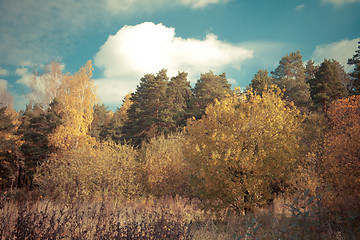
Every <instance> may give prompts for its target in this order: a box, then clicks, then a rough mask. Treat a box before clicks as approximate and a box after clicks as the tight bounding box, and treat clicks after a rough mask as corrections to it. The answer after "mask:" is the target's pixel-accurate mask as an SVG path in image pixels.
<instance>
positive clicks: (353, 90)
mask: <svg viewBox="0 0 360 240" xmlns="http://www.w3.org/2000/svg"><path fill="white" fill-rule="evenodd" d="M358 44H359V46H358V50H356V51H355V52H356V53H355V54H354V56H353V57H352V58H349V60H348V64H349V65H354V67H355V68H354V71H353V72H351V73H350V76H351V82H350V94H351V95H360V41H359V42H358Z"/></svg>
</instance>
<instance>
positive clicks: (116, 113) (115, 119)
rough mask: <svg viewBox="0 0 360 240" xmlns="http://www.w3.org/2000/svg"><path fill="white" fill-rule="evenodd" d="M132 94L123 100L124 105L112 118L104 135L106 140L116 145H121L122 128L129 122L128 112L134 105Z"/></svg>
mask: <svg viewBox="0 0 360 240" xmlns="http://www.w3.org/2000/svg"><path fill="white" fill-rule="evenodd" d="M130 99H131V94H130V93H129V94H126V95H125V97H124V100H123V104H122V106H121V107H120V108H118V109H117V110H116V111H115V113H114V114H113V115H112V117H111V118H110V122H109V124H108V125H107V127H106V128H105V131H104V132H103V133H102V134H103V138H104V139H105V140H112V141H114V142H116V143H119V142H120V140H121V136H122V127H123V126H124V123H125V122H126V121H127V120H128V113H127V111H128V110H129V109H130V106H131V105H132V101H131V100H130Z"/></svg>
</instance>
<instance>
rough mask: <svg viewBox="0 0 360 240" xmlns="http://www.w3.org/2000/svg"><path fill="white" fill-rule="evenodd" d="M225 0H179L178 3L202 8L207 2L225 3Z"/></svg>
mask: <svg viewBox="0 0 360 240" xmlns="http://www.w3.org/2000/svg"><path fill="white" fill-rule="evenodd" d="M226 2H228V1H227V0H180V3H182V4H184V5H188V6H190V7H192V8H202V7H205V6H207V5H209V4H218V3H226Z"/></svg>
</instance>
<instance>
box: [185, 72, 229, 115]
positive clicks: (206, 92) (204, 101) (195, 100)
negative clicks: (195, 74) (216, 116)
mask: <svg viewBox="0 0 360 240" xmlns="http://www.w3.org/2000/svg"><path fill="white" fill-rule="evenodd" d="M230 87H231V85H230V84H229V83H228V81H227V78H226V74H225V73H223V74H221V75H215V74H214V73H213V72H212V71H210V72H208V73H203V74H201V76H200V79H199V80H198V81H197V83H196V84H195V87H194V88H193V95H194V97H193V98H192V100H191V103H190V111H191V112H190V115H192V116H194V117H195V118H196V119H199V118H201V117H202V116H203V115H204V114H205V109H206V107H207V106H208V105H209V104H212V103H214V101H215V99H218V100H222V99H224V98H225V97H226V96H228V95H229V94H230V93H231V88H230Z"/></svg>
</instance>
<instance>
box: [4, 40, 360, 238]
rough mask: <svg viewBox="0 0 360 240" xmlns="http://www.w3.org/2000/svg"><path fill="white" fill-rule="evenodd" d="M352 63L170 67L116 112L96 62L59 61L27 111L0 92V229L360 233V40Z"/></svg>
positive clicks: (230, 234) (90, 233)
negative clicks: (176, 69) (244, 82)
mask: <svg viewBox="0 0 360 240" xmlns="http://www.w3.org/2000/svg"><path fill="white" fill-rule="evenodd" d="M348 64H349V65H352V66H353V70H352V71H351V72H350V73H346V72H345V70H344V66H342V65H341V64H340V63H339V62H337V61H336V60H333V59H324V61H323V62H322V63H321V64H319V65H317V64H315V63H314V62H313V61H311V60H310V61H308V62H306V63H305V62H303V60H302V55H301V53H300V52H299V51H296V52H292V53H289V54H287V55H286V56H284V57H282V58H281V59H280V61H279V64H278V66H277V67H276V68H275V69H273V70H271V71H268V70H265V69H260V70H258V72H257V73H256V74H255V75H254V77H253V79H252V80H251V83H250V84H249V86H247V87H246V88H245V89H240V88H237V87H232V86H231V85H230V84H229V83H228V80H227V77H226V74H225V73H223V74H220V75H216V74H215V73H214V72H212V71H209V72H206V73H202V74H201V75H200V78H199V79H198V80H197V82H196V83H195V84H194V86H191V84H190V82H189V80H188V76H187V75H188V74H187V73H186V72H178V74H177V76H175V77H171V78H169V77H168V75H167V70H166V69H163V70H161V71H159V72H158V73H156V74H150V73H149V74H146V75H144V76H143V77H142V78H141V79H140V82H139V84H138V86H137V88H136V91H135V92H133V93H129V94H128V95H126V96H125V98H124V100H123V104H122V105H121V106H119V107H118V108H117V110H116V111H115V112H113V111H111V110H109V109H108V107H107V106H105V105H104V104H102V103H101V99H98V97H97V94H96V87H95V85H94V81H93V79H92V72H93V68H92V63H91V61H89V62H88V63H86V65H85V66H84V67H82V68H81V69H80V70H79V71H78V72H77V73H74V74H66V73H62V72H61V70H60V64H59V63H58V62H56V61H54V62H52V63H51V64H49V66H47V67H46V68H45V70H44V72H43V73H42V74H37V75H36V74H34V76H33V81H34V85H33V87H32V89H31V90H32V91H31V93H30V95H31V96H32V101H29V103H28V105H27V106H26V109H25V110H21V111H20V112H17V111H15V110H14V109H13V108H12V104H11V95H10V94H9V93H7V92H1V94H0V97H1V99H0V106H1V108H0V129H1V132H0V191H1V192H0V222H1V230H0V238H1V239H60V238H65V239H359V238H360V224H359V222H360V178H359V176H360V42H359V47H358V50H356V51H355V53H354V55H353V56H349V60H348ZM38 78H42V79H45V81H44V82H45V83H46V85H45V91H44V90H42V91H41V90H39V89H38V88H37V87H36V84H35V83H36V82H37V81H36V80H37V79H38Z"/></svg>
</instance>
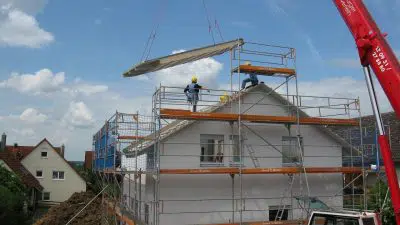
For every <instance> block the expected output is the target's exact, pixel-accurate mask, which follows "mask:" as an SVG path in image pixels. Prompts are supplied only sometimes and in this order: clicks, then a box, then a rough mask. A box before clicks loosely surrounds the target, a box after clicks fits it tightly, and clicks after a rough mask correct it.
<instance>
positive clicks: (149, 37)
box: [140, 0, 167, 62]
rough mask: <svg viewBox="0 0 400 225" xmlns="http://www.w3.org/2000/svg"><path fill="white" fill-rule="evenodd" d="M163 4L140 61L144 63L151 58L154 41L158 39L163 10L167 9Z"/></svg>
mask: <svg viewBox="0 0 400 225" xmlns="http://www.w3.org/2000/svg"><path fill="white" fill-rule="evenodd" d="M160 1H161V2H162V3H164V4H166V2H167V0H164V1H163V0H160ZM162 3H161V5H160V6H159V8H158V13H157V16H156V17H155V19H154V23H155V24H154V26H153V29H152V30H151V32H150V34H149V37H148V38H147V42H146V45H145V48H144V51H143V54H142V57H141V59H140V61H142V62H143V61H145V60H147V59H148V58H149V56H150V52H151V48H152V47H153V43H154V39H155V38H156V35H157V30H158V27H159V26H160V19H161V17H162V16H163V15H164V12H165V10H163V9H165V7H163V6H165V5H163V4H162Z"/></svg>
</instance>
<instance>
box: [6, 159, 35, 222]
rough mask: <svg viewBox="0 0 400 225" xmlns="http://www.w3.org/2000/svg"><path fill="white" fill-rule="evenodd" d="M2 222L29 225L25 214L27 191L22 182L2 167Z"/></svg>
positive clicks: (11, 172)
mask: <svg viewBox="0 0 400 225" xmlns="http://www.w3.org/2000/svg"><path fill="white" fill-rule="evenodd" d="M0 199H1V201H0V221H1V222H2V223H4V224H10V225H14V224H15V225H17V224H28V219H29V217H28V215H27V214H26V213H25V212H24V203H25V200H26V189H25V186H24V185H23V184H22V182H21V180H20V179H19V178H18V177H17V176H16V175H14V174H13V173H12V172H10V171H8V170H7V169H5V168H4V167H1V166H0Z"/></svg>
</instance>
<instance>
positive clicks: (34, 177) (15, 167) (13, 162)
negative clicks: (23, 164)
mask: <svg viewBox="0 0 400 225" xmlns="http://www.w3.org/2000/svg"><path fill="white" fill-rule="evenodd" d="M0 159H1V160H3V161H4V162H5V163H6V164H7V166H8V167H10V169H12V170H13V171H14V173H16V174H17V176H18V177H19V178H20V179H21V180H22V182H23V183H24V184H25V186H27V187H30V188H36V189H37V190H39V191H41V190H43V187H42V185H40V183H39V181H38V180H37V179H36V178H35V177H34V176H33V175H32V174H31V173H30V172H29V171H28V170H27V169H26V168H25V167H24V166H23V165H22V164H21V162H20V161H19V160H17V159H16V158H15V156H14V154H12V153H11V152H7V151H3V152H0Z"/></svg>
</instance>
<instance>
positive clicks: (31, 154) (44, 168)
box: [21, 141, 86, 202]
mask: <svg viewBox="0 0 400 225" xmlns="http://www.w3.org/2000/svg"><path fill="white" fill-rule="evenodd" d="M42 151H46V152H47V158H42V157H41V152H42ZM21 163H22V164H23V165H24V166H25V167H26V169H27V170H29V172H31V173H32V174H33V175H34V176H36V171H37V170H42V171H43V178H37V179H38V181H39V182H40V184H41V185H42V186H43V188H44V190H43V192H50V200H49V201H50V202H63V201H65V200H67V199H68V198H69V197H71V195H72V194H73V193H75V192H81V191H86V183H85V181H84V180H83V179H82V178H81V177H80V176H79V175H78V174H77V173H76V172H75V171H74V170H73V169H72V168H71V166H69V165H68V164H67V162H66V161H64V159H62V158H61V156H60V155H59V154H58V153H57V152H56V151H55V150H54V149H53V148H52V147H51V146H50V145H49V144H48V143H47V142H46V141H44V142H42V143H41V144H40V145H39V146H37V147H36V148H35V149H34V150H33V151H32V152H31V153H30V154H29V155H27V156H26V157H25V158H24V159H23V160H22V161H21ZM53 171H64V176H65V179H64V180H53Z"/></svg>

...

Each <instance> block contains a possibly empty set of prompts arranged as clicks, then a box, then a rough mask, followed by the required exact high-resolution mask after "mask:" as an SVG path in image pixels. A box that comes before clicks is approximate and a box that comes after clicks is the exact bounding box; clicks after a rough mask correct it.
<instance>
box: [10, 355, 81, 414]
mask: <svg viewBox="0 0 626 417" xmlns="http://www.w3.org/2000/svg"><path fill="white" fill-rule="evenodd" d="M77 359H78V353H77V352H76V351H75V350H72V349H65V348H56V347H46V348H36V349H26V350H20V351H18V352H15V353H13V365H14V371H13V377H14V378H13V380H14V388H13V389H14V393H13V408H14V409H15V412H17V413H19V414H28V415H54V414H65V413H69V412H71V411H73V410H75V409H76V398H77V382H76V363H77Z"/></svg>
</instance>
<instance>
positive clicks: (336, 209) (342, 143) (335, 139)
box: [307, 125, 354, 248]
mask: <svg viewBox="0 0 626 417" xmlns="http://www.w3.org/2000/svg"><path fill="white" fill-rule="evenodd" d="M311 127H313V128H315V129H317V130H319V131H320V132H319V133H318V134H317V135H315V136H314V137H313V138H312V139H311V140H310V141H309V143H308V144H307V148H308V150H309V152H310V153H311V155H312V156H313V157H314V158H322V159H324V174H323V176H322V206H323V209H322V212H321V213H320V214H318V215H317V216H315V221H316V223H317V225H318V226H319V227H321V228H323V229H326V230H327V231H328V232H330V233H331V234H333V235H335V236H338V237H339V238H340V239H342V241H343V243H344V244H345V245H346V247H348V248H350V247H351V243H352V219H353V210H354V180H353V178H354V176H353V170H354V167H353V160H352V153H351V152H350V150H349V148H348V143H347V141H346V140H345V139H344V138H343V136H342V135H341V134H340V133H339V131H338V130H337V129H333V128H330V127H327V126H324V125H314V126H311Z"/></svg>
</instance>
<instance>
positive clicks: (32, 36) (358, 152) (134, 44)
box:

---

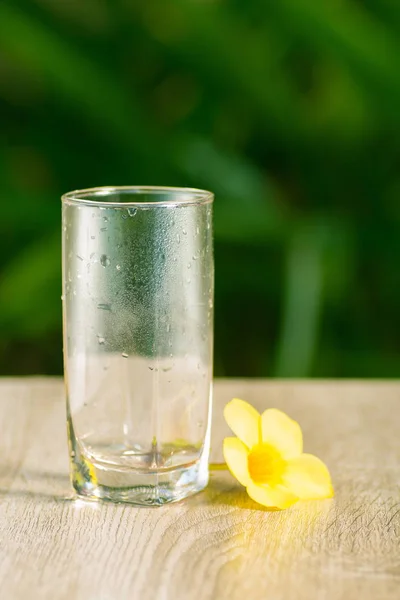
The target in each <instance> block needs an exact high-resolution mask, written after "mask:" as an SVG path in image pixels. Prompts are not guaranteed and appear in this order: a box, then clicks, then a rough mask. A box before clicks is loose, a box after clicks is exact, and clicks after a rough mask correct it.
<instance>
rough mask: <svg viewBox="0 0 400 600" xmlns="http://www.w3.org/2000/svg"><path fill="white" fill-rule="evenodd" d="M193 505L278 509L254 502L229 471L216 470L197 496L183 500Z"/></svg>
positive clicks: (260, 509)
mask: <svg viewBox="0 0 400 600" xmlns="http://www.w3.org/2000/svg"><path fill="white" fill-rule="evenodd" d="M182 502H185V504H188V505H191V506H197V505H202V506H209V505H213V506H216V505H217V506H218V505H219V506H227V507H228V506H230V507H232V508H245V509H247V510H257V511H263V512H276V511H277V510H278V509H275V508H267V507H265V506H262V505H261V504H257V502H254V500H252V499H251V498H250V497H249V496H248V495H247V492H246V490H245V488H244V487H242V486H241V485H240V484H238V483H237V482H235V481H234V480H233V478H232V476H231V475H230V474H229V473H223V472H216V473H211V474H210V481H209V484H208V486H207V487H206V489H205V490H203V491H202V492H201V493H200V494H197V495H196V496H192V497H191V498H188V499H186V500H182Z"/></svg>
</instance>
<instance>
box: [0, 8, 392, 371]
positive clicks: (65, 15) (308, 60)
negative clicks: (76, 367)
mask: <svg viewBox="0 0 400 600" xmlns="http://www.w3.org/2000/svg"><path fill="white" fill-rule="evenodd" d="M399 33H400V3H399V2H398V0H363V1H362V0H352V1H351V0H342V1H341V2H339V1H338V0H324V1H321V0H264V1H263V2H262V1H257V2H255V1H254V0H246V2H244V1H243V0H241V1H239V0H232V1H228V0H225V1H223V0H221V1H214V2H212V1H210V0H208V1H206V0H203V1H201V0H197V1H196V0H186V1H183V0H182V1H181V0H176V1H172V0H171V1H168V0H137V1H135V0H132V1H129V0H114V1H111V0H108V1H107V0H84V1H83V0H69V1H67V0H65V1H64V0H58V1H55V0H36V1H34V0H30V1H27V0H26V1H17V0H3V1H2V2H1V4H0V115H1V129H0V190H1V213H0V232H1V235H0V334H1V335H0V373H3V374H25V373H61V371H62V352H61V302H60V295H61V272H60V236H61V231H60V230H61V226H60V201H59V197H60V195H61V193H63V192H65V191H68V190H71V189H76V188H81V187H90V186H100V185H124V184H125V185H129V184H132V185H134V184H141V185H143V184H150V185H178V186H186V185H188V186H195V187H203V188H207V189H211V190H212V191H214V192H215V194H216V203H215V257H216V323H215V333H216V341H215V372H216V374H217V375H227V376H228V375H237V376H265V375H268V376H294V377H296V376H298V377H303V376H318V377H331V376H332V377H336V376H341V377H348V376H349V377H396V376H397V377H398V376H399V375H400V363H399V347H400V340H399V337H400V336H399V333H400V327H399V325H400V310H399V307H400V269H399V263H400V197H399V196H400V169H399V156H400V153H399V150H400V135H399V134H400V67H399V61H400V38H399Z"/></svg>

:: Task to carry out ::
Which lines above run from the one containing "positive clicks: (34, 177)" to the one containing "positive clicks: (31, 154) (44, 168)"? Give them again exactly, both ends included.

:: Task result ::
positive clicks: (34, 177) (15, 167) (13, 162)
negative clicks: (23, 164)
mask: <svg viewBox="0 0 400 225" xmlns="http://www.w3.org/2000/svg"><path fill="white" fill-rule="evenodd" d="M0 159H1V160H3V161H4V162H5V163H6V164H7V166H8V167H10V169H12V170H13V171H14V173H16V174H17V176H18V177H19V178H20V179H21V180H22V182H23V183H24V184H25V186H27V187H30V188H36V189H37V190H39V191H41V190H43V187H42V185H40V183H39V181H38V180H37V179H36V178H35V177H34V176H33V175H32V174H31V173H30V172H29V171H28V170H27V169H26V168H25V167H24V166H23V165H22V164H21V162H20V161H19V160H17V159H16V158H15V156H14V154H12V153H11V152H7V151H3V152H0Z"/></svg>
</instance>
<instance>
positive clicks: (31, 154) (44, 168)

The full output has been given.